TEXT SECTION =
=-=-=
Several provisions of the Bill of Rights seem to rely on common law concepts to define the rights they protect, such as the Fourth Amendment’s protection of “persons, houses, papers, and effects” and the Fifth Amendment’s protection of “property.” A few years ago, I wrote (with James Stern) an article arguing that the Fourth Amendment should be understood to rely on positive law—the law of the specific jurisdiction in which the search or seizure took place—to bound what counts as a search or seizure. (Orin vehemently disagrees.) But we noted one important limit to the use of positive law—one should look to the law that would bind ordinary private parties, not the law that specifically binds the government. After all, if the government tries to give itself a special legal privilege to commit batteries and trespasses, that is exactly what the Fourth Amendment limits.

Earlier this year, Danielle D’Onfro and Dan Epps wrote an interesting article that the Fourth Amendment should be understood not in light of a specific state’s law but in light of general law—the unwritten, transjurisdictional law that was ubiquitous in federal courts during the era of Swift v. Tyson, before the revolutionary decision in Erie Railroad v. Tompkins. And while those pieces are about the Fourth Amendment specifically, the same kind of debate could translate to the Fifth Amendment’s provisions as well.
=-=-=
RECORDS SHOWN =
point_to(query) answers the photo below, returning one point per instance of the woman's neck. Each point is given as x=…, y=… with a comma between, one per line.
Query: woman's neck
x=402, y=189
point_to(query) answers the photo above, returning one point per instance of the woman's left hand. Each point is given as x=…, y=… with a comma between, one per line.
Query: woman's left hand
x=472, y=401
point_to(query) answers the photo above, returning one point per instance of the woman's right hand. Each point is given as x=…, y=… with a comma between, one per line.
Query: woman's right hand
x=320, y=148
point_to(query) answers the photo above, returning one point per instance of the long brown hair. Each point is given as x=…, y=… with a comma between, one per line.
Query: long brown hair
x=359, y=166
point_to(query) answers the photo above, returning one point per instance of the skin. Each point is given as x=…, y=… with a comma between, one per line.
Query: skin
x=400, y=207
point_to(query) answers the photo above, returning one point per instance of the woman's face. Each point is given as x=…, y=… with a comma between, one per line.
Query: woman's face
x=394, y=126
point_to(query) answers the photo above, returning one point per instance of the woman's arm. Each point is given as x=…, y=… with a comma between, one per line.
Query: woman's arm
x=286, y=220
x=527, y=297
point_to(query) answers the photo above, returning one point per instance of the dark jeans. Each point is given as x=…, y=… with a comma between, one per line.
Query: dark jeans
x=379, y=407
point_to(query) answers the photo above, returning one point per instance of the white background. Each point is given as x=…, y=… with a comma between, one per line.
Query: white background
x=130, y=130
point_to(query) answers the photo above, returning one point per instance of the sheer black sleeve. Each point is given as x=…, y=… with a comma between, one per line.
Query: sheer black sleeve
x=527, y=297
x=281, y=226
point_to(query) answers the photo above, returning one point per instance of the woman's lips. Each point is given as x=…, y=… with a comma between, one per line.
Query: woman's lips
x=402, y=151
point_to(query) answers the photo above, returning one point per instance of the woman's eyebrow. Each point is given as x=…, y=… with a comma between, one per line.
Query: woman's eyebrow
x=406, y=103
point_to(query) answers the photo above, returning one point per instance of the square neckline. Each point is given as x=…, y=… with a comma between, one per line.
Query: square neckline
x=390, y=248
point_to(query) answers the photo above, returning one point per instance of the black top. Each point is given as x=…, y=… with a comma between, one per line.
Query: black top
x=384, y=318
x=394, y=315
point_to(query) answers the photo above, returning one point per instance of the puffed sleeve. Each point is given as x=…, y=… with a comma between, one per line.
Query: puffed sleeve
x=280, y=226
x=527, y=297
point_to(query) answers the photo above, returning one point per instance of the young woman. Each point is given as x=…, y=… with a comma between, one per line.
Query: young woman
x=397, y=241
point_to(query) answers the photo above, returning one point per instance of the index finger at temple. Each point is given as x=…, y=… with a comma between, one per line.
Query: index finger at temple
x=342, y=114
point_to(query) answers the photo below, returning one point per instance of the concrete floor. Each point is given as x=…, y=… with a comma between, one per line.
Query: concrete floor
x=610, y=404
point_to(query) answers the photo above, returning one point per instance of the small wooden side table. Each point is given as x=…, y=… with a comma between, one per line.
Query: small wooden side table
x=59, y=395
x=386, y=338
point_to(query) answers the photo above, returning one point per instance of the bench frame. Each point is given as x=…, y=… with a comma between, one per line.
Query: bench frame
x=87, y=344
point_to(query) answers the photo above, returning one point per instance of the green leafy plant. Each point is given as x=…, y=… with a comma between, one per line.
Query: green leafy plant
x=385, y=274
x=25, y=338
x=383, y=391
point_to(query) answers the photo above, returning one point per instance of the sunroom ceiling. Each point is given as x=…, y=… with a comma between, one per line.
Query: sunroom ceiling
=-=-=
WHAT YOU SHOULD DO = Return the part of the Bill of Rights text that begins at the words "Earlier this year, Danielle" and stops after "provisions as well.", copied without any change.

ANSWER SPACE =
Earlier this year, Danielle D’Onfro and Dan Epps wrote an interesting article that the Fourth Amendment should be understood not in light of a specific state’s law but in light of general law—the unwritten, transjurisdictional law that was ubiquitous in federal courts during the era of Swift v. Tyson, before the revolutionary decision in Erie Railroad v. Tompkins. And while those pieces are about the Fourth Amendment specifically, the same kind of debate could translate to the Fifth Amendment’s provisions as well.